### Quoted text:
※ ※ ※

# Flooring of your stalls/barns........



## themacpack (Jul 16, 2009)

What does everyone have?
We opted to go with leveling the clay soil and putting our mats over the top of that. That worked out great through the winter, but our last two big rain storms (this last one is the one causing all the flooding in Louisville right now) has wreaked havoc on the whole situation out there and I have decided it's time to try something different. Right now, I think I will be going with a bed of crusher fines 4-5 inches deep, compacted and matted over the top of that. I suppose I am most looking to hear from anyone who has used crusher fines - are they really all they are cracked up to be for a "sub-floor" for stalls? It seems to be the hot ticket for people out here, but is not something I have encountered using where I lived before.


----------



## Jillyann (Mar 31, 2009)

The floor in our barn is concrete, but where the cross ties are, we have rubber mats down, and each stall is completely lined with rubber mats.


----------



## StormyBlues (Dec 31, 2008)

look below, double post


----------



## StormyBlues (Dec 31, 2008)

We have Equitare. It is a layer of gravel, then ontop of that is a plastic egg carton looking thing 2" deep. Then after you put that ontop, you put gravel in that, starting at a corser gravel, working up to a nice fine gravel. And it makes all the urine or water disapate down, and all you have to clean up is the soiled shavings. It also shock absorbing so the horse's legs are taken care of. I would highly recomend it, and could take soem pictures tommarow if you like


----------



## starlinestables (Nov 24, 2008)

You should probably take a look at drainage issues out side of the barn first. Do you have gutters? Gutters, overhangs, drains in front of barn doors and access points or you could always poor a concrete footing around your barn to keep water from seeping in.


----------

※ ※ ※

### Written problem 1:
In the forum thread, how deep does themacpack plan to make the bed of crusher fines?

※ ※ ※

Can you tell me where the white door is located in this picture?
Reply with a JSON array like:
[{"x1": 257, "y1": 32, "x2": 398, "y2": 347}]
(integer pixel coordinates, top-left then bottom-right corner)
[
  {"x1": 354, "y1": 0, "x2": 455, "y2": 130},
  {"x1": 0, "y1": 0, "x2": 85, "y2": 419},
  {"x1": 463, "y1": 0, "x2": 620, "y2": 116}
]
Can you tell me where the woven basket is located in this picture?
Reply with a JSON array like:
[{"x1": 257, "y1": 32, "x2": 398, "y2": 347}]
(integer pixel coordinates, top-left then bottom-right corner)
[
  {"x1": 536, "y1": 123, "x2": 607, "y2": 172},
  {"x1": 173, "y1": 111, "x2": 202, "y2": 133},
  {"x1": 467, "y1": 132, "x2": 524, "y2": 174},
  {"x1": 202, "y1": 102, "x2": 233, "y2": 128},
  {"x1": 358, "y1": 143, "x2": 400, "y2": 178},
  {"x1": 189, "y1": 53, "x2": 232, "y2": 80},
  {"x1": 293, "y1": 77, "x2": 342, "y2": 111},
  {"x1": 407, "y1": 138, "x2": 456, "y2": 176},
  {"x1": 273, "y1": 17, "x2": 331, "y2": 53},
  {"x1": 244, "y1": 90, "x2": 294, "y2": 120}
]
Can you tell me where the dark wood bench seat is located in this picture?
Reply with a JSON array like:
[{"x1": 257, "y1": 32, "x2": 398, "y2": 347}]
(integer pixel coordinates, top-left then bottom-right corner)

※ ※ ※

### Written problem 2:
Write out the lines of the entries verbatim, beginning with the line that contains "Can you tell me where the dark" and continuing through the final line of the entries.

### Solution 1:
4-5 inches deep

### Solution 2:
Can you tell me where the dark wood bench seat is located in this picture?
Reply with a JSON array like:
[{"x1": 257, "y1": 32, "x2": 398, "y2": 347}]
(integer pixel coordinates, top-left then bottom-right corner)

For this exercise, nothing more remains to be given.